** START Records provided **
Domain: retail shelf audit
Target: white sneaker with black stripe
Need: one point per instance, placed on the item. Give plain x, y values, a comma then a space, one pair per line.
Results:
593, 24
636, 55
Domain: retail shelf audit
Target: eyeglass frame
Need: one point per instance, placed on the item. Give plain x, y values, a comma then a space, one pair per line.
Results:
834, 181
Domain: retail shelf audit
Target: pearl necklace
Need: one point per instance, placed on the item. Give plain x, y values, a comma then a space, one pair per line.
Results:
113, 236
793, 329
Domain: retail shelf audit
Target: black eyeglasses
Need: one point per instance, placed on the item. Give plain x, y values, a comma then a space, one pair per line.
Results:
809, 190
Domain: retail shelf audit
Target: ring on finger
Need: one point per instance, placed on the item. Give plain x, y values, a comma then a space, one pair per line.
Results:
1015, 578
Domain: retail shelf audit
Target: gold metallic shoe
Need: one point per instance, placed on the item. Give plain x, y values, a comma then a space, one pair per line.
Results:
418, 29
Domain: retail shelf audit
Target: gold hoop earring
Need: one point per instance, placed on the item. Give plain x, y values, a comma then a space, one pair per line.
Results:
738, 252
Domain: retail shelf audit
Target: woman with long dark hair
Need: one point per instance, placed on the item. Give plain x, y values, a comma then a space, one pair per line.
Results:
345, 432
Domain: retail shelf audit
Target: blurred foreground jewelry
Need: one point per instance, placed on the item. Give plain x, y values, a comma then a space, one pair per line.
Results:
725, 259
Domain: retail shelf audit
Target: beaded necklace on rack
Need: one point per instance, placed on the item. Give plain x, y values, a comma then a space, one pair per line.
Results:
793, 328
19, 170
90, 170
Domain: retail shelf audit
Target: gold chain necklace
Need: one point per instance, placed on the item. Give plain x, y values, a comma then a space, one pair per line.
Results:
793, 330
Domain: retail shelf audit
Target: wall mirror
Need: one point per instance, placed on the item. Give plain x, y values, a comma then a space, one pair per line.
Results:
** END Records provided **
▶ _Exercise_:
Write the material out exactly, with nothing left out.

▶ _Solution to this task_:
Domain: retail shelf audit
Target: white sneaker with black stripe
Need: one point per instance, placed on the item. Give plain x, y values, a comma then a space, one pair per line.
Results:
593, 24
636, 55
Domain: retail shelf audit
Target: eyeglass frame
Need: one point per instance, placed on the item. Give plain x, y values, a comma then a space, one pair per line.
Results:
834, 181
Domain: retail shelf audit
Target: pearl necklace
Need: one point per instance, placed on the item. Give plain x, y values, a comma then a space, one pair per line.
Results:
113, 236
793, 329
Domain: retail shelf audit
Target: black eyeglasses
Need: one point per instance, placed on the item. Give plain x, y values, a comma then a space, one pair per line.
Results:
809, 190
Domain: retail shelf audit
Target: ring on finger
Need: one point per instance, placed on the item. Give plain x, y values, a comma then a space, one pair per line.
Results:
1015, 578
Domain: retail shelf audit
Target: gold metallic shoe
Need: one point per instance, placed on the item. Give plain x, y values, a comma then a space, one pair per line.
Results:
418, 29
Domain: retail shelf audit
Target: gold hoop earring
Need: one point per instance, placed on the item. Give plain x, y values, a comma then a space, one pair per line.
Results:
738, 252
Domain: retail shelf audit
Target: woman with long dark hair
Need: one point per instance, placed on the item. Give plain x, y values, a comma then a space, one pair per line.
Results:
345, 432
Domain: retail shelf audit
Target: blurred foreground jewelry
Need: one point per instance, placed on the item. Give plain x, y values, a comma then a space, one pair per line.
Results:
725, 259
Domain: retail shelf audit
Target: beaded necklace on rack
Need: one point per instance, placed on the item. Give plain x, y values, a comma then a space, one pair per line.
Results:
793, 328
19, 170
90, 170
Domain: retail shelf audit
Target: gold chain necklace
Need: one point per instance, placed on the item. Give plain x, y values, a comma then a space, one pair per line.
Results:
793, 330
Domain: retail shelf audit
Target: wall mirror
Need: one point per instance, placed on the item. Give plain x, y values, a comma then a space, one pair per line.
Results:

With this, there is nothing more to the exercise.